■ EXERCISE DETAILS
List every line in the items below that contains the word "blue".

--- BEGIN DATA FOR PROCESSING ---

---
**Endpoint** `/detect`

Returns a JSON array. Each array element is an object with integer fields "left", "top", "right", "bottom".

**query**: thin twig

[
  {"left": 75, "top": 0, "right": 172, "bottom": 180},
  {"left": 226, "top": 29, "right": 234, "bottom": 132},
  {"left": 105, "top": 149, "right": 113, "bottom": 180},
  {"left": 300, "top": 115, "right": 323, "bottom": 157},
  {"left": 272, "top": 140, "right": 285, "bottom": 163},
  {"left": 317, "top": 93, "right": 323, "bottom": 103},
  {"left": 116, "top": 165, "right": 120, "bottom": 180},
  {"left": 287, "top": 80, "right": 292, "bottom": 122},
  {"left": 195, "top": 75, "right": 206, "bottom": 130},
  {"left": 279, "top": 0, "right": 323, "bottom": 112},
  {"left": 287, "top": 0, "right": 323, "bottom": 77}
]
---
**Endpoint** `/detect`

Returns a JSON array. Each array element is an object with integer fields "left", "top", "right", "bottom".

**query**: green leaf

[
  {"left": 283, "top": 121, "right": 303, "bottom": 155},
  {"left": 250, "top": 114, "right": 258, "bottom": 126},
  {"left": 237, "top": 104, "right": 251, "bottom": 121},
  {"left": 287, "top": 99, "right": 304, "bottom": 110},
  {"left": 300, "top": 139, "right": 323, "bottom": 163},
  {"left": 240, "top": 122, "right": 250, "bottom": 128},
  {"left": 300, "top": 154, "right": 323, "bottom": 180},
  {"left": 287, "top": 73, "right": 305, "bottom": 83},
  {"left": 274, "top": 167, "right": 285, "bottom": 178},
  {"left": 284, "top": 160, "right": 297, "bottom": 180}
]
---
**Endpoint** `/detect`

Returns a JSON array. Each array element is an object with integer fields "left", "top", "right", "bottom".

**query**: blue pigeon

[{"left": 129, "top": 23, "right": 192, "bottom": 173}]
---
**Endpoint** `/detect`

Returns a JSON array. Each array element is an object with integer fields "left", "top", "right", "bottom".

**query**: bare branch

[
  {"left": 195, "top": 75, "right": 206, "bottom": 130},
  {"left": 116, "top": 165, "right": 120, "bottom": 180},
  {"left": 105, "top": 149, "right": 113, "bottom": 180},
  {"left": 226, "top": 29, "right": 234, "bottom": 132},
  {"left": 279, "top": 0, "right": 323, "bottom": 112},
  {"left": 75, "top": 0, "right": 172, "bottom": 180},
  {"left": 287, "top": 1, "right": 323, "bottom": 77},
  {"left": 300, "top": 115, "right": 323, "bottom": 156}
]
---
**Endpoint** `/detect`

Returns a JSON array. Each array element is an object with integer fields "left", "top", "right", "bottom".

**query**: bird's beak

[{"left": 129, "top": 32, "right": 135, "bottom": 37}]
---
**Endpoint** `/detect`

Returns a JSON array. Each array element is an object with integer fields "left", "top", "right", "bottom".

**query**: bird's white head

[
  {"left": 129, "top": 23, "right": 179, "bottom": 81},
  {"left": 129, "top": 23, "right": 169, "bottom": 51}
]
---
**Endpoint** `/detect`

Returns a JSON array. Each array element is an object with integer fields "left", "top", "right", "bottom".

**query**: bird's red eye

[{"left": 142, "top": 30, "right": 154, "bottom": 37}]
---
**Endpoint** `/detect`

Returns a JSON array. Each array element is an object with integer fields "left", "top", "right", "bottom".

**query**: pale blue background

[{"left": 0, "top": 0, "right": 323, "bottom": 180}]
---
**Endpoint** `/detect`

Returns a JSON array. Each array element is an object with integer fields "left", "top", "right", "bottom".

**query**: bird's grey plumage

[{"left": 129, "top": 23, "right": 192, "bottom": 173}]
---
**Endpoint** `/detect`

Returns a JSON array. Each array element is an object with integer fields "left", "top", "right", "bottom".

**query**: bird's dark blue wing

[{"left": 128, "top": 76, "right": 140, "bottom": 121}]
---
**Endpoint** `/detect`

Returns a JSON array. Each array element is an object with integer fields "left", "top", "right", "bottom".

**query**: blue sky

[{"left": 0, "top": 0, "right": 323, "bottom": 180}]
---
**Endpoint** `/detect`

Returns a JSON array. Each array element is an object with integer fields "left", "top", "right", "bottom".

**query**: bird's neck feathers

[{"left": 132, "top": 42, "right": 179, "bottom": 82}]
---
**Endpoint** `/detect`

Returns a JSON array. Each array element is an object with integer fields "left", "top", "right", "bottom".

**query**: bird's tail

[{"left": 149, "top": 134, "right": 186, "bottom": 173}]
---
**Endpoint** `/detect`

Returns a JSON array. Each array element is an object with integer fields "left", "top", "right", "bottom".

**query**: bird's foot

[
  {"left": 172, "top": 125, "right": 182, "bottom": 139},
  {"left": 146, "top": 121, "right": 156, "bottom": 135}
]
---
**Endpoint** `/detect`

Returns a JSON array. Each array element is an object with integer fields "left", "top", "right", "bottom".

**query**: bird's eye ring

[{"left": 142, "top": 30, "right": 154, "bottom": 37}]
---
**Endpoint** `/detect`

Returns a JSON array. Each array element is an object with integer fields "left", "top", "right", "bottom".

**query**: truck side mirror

--- END DATA FOR PROCESSING ---

■ IN RESPONSE
**query**: blue pigeon
**query**: pale blue background
**query**: bird's dark blue wing
**query**: blue sky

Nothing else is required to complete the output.